[MATERIAL PROVIDED start]

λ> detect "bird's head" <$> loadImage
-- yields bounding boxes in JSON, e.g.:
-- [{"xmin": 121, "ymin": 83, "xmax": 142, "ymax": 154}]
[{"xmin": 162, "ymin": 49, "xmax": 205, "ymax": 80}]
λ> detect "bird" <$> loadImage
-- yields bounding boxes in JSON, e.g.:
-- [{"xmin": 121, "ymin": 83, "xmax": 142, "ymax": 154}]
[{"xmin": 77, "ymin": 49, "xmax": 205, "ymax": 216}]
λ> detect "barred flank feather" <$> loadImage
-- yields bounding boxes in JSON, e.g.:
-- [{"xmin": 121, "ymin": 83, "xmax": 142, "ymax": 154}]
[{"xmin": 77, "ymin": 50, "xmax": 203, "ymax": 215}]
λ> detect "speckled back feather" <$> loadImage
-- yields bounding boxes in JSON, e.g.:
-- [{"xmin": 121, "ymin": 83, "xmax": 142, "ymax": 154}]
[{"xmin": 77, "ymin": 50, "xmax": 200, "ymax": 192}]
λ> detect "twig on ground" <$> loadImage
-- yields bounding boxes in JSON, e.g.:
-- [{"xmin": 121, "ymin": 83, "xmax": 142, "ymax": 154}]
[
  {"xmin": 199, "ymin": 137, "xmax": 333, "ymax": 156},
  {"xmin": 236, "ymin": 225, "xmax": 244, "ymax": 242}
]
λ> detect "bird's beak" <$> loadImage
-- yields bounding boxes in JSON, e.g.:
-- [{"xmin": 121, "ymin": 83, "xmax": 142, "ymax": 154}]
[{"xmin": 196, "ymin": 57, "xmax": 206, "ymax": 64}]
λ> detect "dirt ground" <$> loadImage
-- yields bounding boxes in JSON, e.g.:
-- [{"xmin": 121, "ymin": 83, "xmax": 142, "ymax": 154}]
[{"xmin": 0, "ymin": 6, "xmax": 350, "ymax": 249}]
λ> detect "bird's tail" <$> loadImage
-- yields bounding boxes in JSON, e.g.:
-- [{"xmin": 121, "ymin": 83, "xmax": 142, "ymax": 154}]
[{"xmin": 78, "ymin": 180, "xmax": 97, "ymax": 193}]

[MATERIAL PROVIDED end]

* [WHAT YOU ARE ASKED TO DO] Collect every line above that contains the word "feather" and list them.

* [SOLUTION FOR THIS TASK]
λ> detect "barred flank feather" <$> loadImage
λ> detect "speckled back feather" <$> loadImage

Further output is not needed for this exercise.